抜粋:

【LIFE BLOG】東京の寿司屋でインバウンド政策の驚異と国力低下を実感!?
今回は久しぶりに私自身のエピソードをご紹介したいと思います。まさにタイトル通り、日本の地盤沈下を実感した体験記になります。止まらぬ円安と長引く不況により、失われた20年、30年・・・と年々伸びているわけですが、そんな間にインバウンドと称して外国人旅行客をどんどん呼び寄せ、観光消費を活性化させようという政府の政策もあり、今や日本各地は人・人・人。それもメインは「外国人」。まあ、別にいいんですけど、やっぱり許容範囲ってありますよね、何事も。いやー、久しぶりに週末に都内(新宿・渋谷・銀座など)を巡って実感したのが、このインバウンド消費のすさまじさでした。

指示 A:
抜粋について、次の問いに答えてください。
(i) タイトルによると、筆者がインバウンド政策の驚異と国力低下を実感した場所はどこですか。
(ii) 失われた年数が年々伸びている要因として挙げられている二つは何ですか。
(iii) 筆者が週末に巡った都内の場所として、括弧内に挙げられているのはどこですか。

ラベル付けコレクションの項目
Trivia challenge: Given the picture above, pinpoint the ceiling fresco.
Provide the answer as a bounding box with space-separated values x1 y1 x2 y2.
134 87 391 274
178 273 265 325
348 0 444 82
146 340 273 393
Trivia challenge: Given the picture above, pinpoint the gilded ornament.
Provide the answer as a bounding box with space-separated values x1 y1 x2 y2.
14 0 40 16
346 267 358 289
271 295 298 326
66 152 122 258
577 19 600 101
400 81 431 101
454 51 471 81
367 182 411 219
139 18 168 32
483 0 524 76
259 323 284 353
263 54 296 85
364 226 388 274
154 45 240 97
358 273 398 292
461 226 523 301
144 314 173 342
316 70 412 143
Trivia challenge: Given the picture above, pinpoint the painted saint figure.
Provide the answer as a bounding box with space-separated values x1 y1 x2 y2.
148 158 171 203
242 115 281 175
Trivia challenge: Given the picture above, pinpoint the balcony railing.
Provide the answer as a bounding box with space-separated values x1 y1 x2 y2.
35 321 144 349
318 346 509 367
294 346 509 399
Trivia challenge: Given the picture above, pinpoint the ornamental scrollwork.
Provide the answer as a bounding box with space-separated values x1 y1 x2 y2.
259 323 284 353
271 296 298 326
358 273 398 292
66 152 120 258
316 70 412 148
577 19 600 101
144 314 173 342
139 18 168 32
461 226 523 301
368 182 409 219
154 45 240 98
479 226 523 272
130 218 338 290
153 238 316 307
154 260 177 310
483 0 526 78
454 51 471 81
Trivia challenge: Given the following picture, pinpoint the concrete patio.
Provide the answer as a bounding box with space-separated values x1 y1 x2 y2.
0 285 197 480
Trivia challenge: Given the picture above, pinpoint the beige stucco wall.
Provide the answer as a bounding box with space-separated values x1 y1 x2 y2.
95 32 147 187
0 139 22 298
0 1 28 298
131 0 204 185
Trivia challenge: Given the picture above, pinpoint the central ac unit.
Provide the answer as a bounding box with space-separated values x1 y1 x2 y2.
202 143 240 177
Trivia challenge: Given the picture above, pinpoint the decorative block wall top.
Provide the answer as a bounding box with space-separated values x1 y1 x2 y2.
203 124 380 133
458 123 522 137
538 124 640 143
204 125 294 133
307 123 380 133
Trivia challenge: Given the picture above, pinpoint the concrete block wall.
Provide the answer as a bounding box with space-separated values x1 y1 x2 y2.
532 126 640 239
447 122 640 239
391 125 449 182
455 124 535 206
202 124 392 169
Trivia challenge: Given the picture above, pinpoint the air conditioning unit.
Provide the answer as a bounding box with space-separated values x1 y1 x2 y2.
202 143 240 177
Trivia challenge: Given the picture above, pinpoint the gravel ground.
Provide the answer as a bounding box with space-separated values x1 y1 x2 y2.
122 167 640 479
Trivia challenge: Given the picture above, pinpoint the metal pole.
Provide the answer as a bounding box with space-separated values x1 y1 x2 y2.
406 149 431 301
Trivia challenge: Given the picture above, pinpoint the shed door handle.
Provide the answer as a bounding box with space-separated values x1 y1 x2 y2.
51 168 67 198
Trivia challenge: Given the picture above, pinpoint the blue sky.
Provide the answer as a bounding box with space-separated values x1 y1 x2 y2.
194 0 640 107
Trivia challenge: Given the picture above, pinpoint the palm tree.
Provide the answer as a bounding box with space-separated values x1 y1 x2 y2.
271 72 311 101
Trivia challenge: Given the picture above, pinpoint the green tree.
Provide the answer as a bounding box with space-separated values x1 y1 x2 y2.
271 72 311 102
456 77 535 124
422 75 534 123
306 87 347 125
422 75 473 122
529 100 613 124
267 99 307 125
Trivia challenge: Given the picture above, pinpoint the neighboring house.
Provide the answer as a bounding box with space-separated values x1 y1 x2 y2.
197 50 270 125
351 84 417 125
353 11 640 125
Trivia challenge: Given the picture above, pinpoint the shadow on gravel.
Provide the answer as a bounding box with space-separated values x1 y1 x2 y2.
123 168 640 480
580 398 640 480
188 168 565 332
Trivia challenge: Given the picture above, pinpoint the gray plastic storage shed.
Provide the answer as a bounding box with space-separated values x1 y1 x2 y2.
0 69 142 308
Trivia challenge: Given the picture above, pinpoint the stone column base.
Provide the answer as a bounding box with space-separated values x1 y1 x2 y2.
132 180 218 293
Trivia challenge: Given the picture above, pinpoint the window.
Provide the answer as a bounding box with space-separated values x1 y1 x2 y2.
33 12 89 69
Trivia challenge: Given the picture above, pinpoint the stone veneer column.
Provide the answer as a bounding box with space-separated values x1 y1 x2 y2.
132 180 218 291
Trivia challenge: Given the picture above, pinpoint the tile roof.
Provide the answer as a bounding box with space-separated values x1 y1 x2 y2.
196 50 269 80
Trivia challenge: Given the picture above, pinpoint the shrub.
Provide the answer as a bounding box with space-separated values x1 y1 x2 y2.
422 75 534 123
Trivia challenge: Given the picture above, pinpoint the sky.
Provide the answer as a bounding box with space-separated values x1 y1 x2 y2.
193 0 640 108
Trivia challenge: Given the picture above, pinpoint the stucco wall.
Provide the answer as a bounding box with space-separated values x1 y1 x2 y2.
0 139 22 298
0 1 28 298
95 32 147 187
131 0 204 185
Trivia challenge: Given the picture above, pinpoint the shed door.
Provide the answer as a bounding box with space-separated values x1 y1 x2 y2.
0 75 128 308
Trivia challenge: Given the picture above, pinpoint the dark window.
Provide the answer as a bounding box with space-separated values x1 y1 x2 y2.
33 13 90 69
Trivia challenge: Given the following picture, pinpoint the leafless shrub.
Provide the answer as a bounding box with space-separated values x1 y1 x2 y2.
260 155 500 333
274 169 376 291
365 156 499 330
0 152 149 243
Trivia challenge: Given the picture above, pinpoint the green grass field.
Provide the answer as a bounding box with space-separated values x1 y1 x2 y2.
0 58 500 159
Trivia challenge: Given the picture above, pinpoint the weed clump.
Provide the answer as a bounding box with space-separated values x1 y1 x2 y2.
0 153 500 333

指示 B: レコードのうち、「Trivia challenge: Given the picture above, pinpoint the gravel」を含む行から始まり「194 0 640 107」を含む行で終わる範囲（両端を含む）だけを、指示文も含めて書き直してください。その際、解答にあるバウンディングボックスの座標値をすべて2.05倍し、四捨五入して整数にしてください。

解答 A:
(i) 東京の寿司屋
(ii) 止まらぬ円安と長引く不況
(iii) 新宿・渋谷・銀座など

解答 B:
Trivia challenge: Given the picture above, pinpoint the gravel ground.
Provide the answer as a bounding box with space-separated values x1 y1 x2 y2.
250 342 1312 982
Trivia challenge: Given the picture above, pinpoint the metal pole.
Provide the answer as a bounding box with space-separated values x1 y1 x2 y2.
832 305 884 617
Trivia challenge: Given the picture above, pinpoint the shed door handle.
Provide the answer as a bounding box with space-separated values x1 y1 x2 y2.
105 344 137 406
Trivia challenge: Given the picture above, pinpoint the blue sky.
Provide the answer as a bounding box with space-separated values x1 y1 x2 y2.
398 0 1312 219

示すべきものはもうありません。